» DATASET CONTENT:
= Beginning of Section =

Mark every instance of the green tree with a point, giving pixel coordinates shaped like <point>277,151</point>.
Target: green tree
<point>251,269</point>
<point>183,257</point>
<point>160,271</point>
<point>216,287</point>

= End of Section =

» EXERCISE PROMPT:
Transcribe the material so that every line matches the original exactly.

» RESULT:
Mark every instance of the green tree with a point, giving pixel coordinates shaped like <point>277,151</point>.
Target: green tree
<point>251,269</point>
<point>183,257</point>
<point>160,271</point>
<point>216,287</point>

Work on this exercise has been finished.